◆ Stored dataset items
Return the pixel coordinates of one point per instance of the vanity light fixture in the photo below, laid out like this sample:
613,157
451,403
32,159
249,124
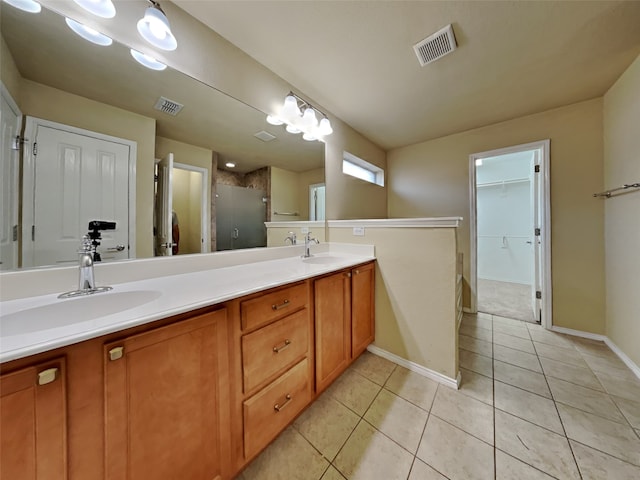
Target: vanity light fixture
100,8
89,33
30,6
301,117
147,61
154,28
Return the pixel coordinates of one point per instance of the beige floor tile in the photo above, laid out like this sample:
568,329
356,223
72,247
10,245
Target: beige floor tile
509,468
413,387
592,347
354,391
474,345
476,386
332,474
476,363
630,409
560,354
369,454
374,367
422,471
629,389
327,424
536,446
613,438
464,412
398,419
586,399
517,357
513,342
570,373
550,338
455,453
476,332
528,406
609,365
521,378
595,465
289,457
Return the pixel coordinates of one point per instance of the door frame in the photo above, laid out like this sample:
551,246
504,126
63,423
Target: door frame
205,220
29,170
544,200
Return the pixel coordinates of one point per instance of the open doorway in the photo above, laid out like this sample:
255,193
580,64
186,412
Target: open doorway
510,233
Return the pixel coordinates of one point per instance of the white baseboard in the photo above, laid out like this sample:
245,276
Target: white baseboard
602,338
414,367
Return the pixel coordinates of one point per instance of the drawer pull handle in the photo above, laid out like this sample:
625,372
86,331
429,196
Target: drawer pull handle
278,307
278,407
47,376
278,349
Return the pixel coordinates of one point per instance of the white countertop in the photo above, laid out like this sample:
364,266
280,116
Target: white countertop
41,323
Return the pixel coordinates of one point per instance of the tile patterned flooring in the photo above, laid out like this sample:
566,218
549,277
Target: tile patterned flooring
533,404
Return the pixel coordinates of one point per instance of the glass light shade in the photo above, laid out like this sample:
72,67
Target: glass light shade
290,110
274,120
26,5
325,127
101,8
89,33
154,28
309,137
309,119
147,61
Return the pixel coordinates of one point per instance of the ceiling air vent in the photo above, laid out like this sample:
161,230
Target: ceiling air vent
435,46
264,136
168,106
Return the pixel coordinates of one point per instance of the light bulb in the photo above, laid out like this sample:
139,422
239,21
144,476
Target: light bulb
325,127
309,119
25,5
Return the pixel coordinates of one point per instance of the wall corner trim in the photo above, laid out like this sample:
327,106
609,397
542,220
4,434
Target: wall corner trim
414,367
603,338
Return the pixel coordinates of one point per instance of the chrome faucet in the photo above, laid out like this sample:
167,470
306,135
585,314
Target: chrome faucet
307,242
86,279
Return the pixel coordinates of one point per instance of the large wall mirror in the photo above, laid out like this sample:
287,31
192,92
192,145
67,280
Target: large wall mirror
87,106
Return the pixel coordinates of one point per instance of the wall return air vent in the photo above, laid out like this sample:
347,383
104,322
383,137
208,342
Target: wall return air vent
168,106
435,46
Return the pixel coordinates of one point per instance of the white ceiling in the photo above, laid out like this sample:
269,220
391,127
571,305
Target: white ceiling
355,58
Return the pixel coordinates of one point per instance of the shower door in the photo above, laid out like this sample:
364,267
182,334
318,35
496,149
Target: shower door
240,216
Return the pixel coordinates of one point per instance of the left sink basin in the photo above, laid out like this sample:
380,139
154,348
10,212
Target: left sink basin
66,312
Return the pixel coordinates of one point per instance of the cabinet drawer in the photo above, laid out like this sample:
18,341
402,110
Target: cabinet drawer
268,412
274,348
266,308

◆ INSTRUCTIONS FOR THE TASK
Return the entries above exactly as they appear. Pictures should not be copied.

◆ RESPONSE
Return the pixel coordinates of one point per instance of the vanity light fixture in the photo below, laid out like this sample:
613,157
451,403
32,159
249,124
Target: vanity light fixture
100,8
89,33
30,6
301,117
147,61
154,28
Return the pixel coordinates of one point per instance of the beige floor tile in the photo above, laid out like this sample:
568,329
356,223
72,247
10,245
Target: beige floor tile
509,468
413,387
592,347
354,391
474,345
476,386
332,474
476,363
630,409
560,354
369,454
374,367
422,471
629,389
327,424
536,446
613,438
464,412
398,419
586,399
517,357
513,342
570,373
550,338
455,453
476,332
528,406
609,365
521,378
595,465
289,457
Return the pixel coordinates of one point per instance of the door frame in the photo above, laid out like this sample:
551,246
504,126
63,423
Target: door frame
205,220
29,170
544,200
Return the pixel coordinates of one point per instance of the open doorway in the photo above, laid out like this sample:
255,193
580,64
186,412
Target: open doorway
510,233
Return the pixel coordinates of one point per instance of the white baseboard in the photo above, laid out like this sample:
245,276
Target: white baseboard
602,338
414,367
Return the pixel coordinates of one point per instance of the drawer pull handle in the photo above, laid out like this sample:
625,372
86,331
429,196
Target: drawer pull handle
278,307
278,407
47,376
278,349
Return the pixel coordinates of one point per instance of the white countertop in the photo above, laid out like this sample:
364,266
280,116
Target: white countertop
41,323
Return the pixel coordinates of one point per instance of the tile patterned flooring in the photo above, laid out like this sample:
566,218
549,277
Target: tile patterned flooring
533,404
Return the pixel coordinates of one point per instance of the glass light shade in the photo above, laid out like this sample:
72,67
Target: glass light shade
290,110
274,120
26,5
325,127
101,8
89,33
154,28
309,137
309,119
147,61
Return the pixel coordinates of one point per instance of the ceiling air vent in the photo above, laid out like this sample:
161,230
Target: ceiling air vent
435,46
264,136
168,106
Return the pixel coordinates of one point per instance of the light bulb in the photo above, laid out like this sample:
139,422
239,21
144,476
Target: light bulb
325,127
309,119
25,5
Return the pixel coordinates of one point per instance of the wall corner trim in the photo above, laid out like this sample:
327,106
609,397
542,220
4,434
Target: wall corner trim
414,367
603,338
Return the pixel coordinates of one point per instance of the chrome faucet in the photo above, laid out like this sample:
167,470
306,135
585,314
Target: chrome faucet
307,242
86,279
Return the pixel coordinates of one point per instance of the large wall mirror in the photo above, laid out like this sample:
287,31
192,92
192,145
67,280
Target: large wall mirror
87,106
Return the pixel coordinates of one point per instance of the wall return air vent in the photo above, laid out like this sample:
347,383
104,322
383,137
208,342
Target: wall return air vent
168,106
435,46
Return the pixel coordinates of one point per instance of the white ceiling in the photo above, laid out like this sample:
269,220
391,127
571,305
Target: white ceiling
355,58
Return the pixel coordinates of one point per instance of the shower door in the photo above, laid out like this sample:
364,267
182,334
318,35
496,149
Target: shower door
240,216
Return the pixel coordinates of one point per instance of the left sink basin in the photo above, laid out like this sample:
380,139
154,348
10,212
Target: left sink basin
66,312
Return the pixel coordinates of one point per instance of the cabinet drawer in the photo above, laid out like this sample:
18,341
402,110
Target: cabinet drawer
268,412
274,348
266,308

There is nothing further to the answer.